[Data excerpted from a collection]
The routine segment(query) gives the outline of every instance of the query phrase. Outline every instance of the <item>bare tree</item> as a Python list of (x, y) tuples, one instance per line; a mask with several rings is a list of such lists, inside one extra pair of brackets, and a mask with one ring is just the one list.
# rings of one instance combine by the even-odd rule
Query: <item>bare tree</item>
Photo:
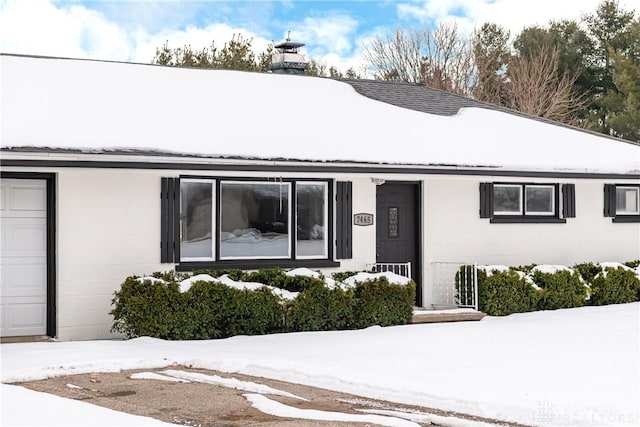
[(504, 105), (506, 96), (506, 67), (509, 62), (509, 31), (485, 23), (471, 38), (476, 67), (473, 97), (479, 101)]
[(422, 33), (397, 29), (385, 38), (376, 36), (365, 44), (363, 56), (379, 80), (422, 81)]
[(380, 80), (420, 83), (460, 95), (469, 95), (473, 86), (470, 44), (453, 23), (378, 36), (365, 45), (364, 58)]
[(506, 106), (533, 116), (577, 125), (583, 100), (574, 91), (577, 74), (559, 73), (555, 48), (540, 48), (529, 56), (512, 57), (507, 68)]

▸ **Task statement**: Reproduce all of the data above word for word, leaving out the pictures.

▸ **Reply**:
The routine segment(query) gives the outline of every instance of the query phrase. Outline every instance of the <item>bare tree</item> as a Python list of (x, y) tuples, one instance per line; a mask with several rings is a list of such lists, inside one extra pair of brackets, and a mask with one ring is just the one list.
# rings of one instance combine by the even-odd rule
Query: <item>bare tree</item>
Photo:
[(504, 105), (506, 96), (506, 67), (509, 62), (509, 31), (485, 23), (471, 38), (476, 67), (473, 97), (479, 101)]
[(422, 33), (397, 29), (385, 38), (376, 36), (365, 44), (363, 56), (379, 80), (422, 81)]
[(380, 80), (420, 83), (460, 95), (469, 95), (473, 86), (470, 44), (453, 23), (378, 36), (365, 45), (364, 58)]
[(506, 106), (533, 116), (577, 125), (583, 100), (574, 91), (577, 74), (559, 73), (555, 48), (540, 48), (529, 56), (512, 57), (507, 68)]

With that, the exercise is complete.